— WHAT THIS TASK INVOLVES —
Arrange the rows below as a two-column CSV with the header input,output, giving one line per row, with its text under input and its answer under output. Put every field in double quotes and turn each line break inside a field into a space.

[Point annotation records]

--

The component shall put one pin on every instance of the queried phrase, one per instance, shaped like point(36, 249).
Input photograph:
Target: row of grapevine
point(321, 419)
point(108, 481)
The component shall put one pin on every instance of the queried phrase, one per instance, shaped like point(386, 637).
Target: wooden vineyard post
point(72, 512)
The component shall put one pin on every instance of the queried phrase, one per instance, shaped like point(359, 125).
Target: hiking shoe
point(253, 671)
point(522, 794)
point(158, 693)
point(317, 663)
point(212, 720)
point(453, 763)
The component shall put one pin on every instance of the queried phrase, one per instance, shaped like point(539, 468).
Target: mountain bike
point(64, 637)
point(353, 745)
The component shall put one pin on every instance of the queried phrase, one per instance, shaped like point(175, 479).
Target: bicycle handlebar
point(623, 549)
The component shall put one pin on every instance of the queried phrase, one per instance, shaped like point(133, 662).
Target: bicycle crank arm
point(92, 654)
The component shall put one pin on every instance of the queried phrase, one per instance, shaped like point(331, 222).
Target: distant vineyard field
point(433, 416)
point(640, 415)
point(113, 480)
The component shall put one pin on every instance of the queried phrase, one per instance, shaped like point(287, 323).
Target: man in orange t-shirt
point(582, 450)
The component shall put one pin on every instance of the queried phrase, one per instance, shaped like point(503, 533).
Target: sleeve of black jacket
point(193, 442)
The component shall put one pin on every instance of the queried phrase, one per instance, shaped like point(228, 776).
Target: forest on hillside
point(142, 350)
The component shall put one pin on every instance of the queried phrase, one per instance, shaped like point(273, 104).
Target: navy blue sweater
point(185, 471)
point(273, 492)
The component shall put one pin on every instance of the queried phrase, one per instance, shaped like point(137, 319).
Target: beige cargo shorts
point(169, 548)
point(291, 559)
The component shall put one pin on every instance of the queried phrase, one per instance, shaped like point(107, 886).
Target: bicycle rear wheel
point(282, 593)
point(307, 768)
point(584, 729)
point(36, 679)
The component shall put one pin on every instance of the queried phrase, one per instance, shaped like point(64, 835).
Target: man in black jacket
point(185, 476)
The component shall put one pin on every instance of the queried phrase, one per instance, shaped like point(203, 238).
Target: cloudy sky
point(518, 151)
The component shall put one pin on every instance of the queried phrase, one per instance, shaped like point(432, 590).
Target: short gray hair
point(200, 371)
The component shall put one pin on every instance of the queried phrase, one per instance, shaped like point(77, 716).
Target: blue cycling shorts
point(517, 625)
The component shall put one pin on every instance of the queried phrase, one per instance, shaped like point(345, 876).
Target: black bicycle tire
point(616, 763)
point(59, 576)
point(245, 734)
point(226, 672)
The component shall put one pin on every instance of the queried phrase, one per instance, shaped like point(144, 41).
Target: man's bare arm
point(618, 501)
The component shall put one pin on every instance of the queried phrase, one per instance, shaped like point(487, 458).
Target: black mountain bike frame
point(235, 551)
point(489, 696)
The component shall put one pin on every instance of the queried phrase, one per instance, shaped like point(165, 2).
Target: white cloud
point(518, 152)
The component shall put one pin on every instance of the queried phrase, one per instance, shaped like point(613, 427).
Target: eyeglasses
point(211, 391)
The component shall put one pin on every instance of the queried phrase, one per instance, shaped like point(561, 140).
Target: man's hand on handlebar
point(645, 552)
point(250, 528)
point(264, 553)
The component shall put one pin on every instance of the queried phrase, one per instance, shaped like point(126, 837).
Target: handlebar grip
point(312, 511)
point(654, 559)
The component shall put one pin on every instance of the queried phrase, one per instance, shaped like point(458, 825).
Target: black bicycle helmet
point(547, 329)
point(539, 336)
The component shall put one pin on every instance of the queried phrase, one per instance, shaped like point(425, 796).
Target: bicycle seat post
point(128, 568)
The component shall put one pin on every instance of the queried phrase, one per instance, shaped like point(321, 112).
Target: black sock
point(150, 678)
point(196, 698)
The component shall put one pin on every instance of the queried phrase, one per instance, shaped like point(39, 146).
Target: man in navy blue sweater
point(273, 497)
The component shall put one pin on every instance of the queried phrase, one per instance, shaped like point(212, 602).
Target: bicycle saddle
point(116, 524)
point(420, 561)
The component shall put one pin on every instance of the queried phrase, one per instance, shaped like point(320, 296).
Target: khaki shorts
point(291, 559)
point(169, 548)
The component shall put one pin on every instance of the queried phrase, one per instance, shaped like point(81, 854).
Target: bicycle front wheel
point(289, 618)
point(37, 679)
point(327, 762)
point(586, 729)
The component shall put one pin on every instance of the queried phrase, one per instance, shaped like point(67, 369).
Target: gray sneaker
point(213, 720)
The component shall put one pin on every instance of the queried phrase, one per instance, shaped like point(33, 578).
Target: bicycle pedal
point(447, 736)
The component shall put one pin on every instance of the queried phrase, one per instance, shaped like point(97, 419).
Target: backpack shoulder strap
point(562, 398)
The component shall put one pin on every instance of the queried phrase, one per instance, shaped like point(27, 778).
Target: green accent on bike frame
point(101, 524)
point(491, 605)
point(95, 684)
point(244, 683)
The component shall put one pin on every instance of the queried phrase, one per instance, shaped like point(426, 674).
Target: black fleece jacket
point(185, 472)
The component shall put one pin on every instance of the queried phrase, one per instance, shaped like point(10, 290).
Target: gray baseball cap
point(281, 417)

--

— SOLUTION FOR THIS EXERCISE —
input,output
"The component shall put one pin on every instance of the queried phrase, one per instance, shaped like point(36, 249). Input photograph: Target: row of grapevine","point(321, 419) point(108, 481)"
"The component shall put one pin on every instance of the queried phrase, one per instance, shaped like point(386, 637). Target: wooden vineyard post","point(72, 512)"
"The component shall put one pin on every instance of the queried phrase, one per instance, shaped like point(359, 125). Target: hiking shoe","point(253, 671) point(522, 794) point(158, 693) point(317, 663) point(212, 720) point(453, 763)"
"The component shall put one pin on every instance of the queried phrase, one per instance, shaped like point(539, 468). Target: mountain bike","point(64, 637) point(353, 745)"
"The component shall put one pin on every instance of the queried phrase, one per instance, shaped like point(175, 479). Target: bicycle handlebar","point(623, 549)"
"The component shall put one pin on every instance of the queried phrase, one per instance, shaped like point(133, 662). Target: bicycle crank arm","point(92, 654)"
"The component shall put one pin on every instance of the queried phrase, one per instance, shaped like point(331, 222). Target: distant vineyard field","point(433, 416) point(640, 415) point(113, 480)"
"The component shall put one pin on every instance of the queried phrase, one per instance, shaped like point(287, 323). Target: man in orange t-shirt","point(582, 450)"
"The component shall put one pin on every instance of the queried phrase, one per instance, shaped like point(503, 533). Target: sleeve of black jacket","point(193, 442)"
"The component shall put one pin on every instance of the queried phrase, one per instance, shaped like point(228, 776). Target: forest on hillside","point(142, 350)"
"The component shall put one pin on every instance of the queried phrase, one per instance, shaped like point(273, 104). Target: navy blue sweater","point(185, 471) point(273, 492)"
"The component shall put one pin on every instance of the queried phrase, one per instance, shaped like point(137, 319). Target: beige cargo shorts","point(169, 548) point(291, 559)"
"The component shall put one pin on every instance of the queried phrase, one per instance, shaped like point(107, 886). Target: bicycle rear wheel","point(282, 593) point(307, 768) point(584, 729) point(36, 679)"
"The component shall put one pin on every instance of the queried phrase, one per instance, shaped like point(64, 835). Target: man in black jacket","point(185, 476)"
"The component shall put one pin on every instance of the queried phrase, one per instance, shaped like point(203, 238). Target: cloudy sky","point(518, 151)"
"The component shall put one pin on every instance of the queried phrase, one per instance, shaped like point(432, 590). Target: short gray hair","point(200, 371)"
"The component shall put one pin on every instance of the queried phrase, one per instance, shaped like point(77, 716). Target: blue cycling shorts","point(517, 625)"
"The component shall put one pin on every instance of the queried phrase, one per instance, shaped like point(345, 876). Target: black bicycle tire","point(616, 763) point(59, 576) point(245, 734) point(226, 672)"
"The component shall put one pin on every instance of the queried phrase, one per instance, shaped like point(144, 41). Target: man's bare arm","point(618, 501)"
"The component shall put one pin on every instance of the queried phrase, one per instance, shaped like point(487, 458). Target: black mountain bike frame","point(235, 551) point(489, 696)"
"The component shall put one pin on every instance of the queried phrase, one per instance, shaped like point(165, 2). Target: white cloud","point(518, 152)"
"The component shall put one pin on every instance of the queried phrase, one per instance, shaped like point(613, 427). Target: eyeglasses","point(211, 391)"
"The component shall put one pin on every instance of the queried phrase, one per instance, shaped like point(561, 140). Target: man's hand on handlebar","point(645, 552) point(250, 528) point(264, 553)"
"The component shall put one pin on every instance of the queried phrase, one per instance, shaped like point(126, 837). Target: handlebar grip","point(312, 511) point(654, 559)"
"The component shall put one pin on every instance of the queried phrase, one per instance, shaped like point(458, 825). Target: black bicycle helmet","point(547, 329) point(539, 336)"
"The component shall put one pin on every instance of the queried phrase, one per instance, shaped like point(425, 796). Target: bicycle seat post","point(128, 568)"
"The component shall put one pin on every instance of the queried phrase, one per instance, shaped like point(321, 112). Target: black sock","point(150, 678) point(196, 698)"
"The component shall put one pin on every instance of the queried phrase, one per instance, shaped like point(39, 146). Target: man in navy blue sweater","point(273, 497)"
"The component shall put one pin on every instance of the queried phrase, one per instance, shaped like point(212, 602). Target: bicycle saddle","point(116, 524) point(420, 561)"
"The component shall put one pin on every instance of the queried phrase, one per instance, shaped like point(320, 296). Target: khaki shorts","point(291, 559) point(169, 548)"
"The component shall put one pin on every instance of the queried phrase, one per instance, shaped like point(81, 854). Target: bicycle front wheel","point(289, 618) point(37, 679) point(327, 762) point(586, 729)"
"The component shall put one pin on every instance of the queried phrase, one per instance, shaped like point(67, 369). Target: gray sneaker","point(213, 720)"
"The component shall put one pin on every instance of the queried phrase, one per instance, shaped like point(33, 578). Target: bicycle pedal","point(447, 736)"
"The component shall put one pin on every instance of the queried phrase, one per instance, shaped like point(97, 419). Target: backpack shoulder strap","point(562, 398)"
"The component shall put one pin on every instance of the queried phrase, one per instance, shaped like point(27, 778). Target: green accent on bike frame","point(101, 524) point(491, 605) point(95, 684) point(244, 683)"
"The component shall put one pin on every instance of the queried phrase, one per instance, shaped like point(426, 674). Target: black fleece jacket","point(185, 472)"
"The component shall put one pin on every instance of the queried phrase, one per instance, shaped like point(10, 290). Target: gray baseball cap","point(281, 417)"